* [Given problem]
Gather every line of the records that contains the string "window". Case counts.

* [Data for processing]

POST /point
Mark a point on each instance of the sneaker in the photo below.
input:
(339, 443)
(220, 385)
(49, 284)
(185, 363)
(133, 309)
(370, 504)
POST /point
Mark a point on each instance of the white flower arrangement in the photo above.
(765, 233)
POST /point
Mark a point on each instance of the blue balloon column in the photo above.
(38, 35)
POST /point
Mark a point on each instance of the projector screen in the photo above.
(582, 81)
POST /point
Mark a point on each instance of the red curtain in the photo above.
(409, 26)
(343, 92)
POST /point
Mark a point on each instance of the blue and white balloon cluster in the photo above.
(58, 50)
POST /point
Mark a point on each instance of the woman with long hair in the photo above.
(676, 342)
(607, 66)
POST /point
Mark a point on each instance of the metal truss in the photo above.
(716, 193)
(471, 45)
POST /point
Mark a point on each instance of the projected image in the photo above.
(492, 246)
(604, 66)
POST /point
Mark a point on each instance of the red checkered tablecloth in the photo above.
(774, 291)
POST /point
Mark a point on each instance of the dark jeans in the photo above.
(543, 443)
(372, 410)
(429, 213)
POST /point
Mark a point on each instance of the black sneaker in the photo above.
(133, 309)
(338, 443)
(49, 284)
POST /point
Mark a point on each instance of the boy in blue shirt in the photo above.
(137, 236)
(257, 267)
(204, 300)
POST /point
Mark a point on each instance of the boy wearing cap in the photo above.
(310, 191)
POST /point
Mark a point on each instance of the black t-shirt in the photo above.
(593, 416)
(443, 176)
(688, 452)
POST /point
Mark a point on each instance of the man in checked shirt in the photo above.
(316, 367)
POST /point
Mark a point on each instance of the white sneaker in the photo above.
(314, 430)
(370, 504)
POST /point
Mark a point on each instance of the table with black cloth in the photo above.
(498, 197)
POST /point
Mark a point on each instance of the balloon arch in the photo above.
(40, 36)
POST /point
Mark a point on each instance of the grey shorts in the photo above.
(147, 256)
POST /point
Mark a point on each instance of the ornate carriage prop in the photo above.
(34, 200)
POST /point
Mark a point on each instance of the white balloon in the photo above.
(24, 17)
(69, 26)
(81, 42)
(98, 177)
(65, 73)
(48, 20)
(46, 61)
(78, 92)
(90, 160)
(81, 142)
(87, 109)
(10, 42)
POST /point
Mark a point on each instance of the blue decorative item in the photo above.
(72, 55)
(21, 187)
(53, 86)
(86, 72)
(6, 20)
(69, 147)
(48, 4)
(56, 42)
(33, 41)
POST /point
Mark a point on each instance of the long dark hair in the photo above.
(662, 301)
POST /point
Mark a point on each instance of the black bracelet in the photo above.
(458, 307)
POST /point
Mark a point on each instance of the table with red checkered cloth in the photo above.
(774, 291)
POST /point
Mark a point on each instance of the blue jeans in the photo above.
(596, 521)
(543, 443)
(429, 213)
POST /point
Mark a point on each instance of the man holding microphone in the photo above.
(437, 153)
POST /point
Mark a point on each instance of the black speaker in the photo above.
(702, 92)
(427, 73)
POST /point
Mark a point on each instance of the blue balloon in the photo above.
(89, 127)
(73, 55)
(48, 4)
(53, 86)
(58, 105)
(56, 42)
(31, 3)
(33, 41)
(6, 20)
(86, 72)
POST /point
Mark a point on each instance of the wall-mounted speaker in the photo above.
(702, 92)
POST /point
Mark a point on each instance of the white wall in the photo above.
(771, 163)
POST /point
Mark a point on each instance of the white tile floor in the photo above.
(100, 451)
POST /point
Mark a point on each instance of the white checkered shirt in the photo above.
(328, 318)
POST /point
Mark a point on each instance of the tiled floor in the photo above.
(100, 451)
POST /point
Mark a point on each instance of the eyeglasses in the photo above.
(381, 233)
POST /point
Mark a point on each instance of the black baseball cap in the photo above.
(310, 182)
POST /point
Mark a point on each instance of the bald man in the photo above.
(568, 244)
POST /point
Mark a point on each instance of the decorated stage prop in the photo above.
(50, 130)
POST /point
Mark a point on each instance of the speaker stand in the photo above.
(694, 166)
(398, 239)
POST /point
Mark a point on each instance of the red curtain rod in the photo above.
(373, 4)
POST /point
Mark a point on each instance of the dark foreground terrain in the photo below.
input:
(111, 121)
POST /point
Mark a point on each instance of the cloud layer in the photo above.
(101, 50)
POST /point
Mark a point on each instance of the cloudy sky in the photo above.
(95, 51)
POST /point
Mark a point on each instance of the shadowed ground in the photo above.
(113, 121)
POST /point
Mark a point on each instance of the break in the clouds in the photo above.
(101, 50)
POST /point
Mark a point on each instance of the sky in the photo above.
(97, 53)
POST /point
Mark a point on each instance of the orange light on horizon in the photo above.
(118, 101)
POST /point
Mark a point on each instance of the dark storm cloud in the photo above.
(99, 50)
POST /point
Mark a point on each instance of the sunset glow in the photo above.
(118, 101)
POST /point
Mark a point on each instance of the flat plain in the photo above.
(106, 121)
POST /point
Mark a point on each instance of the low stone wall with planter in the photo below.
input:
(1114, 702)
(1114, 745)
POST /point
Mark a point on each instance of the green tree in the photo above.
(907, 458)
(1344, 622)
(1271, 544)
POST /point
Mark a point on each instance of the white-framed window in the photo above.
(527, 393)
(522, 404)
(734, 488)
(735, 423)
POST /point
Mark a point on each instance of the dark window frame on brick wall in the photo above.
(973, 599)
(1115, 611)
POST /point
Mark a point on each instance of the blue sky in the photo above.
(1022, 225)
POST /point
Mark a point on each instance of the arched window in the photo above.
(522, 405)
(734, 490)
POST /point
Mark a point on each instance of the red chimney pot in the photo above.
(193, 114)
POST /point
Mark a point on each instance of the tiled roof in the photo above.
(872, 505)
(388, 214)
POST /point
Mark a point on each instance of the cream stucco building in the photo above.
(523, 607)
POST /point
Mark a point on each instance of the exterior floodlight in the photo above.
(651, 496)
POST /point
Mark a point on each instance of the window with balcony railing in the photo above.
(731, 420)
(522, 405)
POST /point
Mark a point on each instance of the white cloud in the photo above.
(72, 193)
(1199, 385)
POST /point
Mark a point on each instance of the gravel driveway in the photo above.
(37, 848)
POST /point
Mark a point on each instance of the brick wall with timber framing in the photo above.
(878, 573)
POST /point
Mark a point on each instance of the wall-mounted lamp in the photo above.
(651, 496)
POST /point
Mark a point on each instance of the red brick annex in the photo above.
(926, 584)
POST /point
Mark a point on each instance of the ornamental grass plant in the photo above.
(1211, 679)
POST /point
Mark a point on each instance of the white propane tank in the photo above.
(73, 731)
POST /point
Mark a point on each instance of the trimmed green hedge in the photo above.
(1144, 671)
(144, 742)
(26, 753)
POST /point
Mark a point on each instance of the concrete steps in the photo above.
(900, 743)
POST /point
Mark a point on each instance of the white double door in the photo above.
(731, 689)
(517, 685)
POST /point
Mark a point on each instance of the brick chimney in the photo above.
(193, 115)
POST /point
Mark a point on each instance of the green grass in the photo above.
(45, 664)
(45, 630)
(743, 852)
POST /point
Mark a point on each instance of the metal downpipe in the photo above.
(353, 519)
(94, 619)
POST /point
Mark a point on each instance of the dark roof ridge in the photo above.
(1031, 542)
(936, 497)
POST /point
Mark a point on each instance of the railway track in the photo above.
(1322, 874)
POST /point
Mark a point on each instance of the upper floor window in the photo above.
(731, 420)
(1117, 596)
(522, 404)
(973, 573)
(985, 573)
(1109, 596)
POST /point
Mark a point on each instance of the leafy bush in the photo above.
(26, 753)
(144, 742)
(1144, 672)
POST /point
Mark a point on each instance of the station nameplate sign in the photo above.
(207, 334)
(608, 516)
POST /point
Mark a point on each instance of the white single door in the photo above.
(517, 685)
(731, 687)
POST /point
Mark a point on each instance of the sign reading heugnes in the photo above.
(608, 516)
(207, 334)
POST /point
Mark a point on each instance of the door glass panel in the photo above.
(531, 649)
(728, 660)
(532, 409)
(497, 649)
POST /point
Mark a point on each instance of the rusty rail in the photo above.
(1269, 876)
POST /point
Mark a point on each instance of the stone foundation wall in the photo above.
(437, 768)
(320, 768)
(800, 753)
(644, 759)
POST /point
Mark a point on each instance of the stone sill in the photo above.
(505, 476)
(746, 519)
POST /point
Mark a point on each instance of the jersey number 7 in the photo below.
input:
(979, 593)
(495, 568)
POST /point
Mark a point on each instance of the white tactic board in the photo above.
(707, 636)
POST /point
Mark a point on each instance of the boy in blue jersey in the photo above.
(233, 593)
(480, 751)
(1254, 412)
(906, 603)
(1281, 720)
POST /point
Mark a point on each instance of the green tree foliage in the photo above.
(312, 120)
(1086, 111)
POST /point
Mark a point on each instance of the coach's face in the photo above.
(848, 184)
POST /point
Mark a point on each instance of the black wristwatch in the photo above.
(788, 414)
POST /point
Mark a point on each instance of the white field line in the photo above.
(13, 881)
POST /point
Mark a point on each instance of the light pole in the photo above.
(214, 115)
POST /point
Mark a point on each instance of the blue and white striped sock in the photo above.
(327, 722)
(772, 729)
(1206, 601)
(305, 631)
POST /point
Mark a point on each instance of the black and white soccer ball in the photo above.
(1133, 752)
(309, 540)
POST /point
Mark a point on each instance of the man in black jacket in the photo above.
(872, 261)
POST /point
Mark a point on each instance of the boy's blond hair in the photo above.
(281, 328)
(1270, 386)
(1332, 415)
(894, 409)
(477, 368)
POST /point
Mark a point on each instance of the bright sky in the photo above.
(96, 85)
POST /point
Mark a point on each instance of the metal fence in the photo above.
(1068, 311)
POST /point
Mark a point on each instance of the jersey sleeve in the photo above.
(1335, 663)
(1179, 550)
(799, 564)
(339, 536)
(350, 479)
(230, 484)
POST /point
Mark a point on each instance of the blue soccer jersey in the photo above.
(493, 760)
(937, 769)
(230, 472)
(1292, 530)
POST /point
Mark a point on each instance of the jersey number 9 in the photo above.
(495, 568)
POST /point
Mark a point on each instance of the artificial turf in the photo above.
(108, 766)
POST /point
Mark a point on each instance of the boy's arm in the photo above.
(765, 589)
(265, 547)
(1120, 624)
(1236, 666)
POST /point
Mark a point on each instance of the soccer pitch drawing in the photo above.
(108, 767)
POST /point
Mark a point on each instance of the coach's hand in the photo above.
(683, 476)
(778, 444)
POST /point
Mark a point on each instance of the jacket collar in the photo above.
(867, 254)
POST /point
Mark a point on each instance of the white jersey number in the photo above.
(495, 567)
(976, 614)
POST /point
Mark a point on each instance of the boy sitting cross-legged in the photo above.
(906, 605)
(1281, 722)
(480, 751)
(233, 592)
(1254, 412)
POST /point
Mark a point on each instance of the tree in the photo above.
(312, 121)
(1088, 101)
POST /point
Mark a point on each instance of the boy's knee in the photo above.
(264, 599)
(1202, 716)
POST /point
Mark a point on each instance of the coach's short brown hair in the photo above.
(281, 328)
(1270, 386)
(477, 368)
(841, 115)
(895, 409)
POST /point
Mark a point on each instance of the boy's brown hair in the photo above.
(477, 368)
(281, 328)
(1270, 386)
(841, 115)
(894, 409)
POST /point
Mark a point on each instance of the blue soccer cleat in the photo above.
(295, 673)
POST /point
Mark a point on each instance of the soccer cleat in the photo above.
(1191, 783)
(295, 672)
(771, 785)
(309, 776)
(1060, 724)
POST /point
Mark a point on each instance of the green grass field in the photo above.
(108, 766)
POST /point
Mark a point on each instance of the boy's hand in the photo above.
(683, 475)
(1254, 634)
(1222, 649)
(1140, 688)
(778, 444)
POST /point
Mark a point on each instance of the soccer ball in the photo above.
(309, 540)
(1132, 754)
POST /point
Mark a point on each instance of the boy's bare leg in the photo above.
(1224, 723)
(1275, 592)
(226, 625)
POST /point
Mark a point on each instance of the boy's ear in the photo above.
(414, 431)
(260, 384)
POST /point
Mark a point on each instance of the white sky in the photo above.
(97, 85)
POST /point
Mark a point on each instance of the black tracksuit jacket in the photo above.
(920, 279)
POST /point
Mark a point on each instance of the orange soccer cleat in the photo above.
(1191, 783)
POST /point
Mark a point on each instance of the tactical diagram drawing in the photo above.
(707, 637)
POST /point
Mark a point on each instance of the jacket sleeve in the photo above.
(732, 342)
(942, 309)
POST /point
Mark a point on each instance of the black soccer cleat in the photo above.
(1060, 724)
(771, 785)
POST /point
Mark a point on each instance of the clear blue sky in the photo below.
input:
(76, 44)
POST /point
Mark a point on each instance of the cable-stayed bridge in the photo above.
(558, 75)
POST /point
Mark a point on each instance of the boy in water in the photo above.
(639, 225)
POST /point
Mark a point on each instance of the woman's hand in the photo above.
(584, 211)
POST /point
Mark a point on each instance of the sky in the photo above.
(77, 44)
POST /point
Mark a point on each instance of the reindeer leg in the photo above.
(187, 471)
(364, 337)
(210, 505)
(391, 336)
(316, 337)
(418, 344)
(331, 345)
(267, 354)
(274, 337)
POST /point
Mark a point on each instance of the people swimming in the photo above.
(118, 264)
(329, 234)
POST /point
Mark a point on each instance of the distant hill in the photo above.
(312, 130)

* [Exercise result]
Mark a point on each instance of the white-framed window in the photo above.
Mark a point on each instance of the dark window frame on brick wall in the photo above.
Mark a point on each instance of the arched window in the photo above.
Mark a point on each instance of the window with balcony railing in the photo above.
Mark a point on each instance of the upper floor window in the photo above.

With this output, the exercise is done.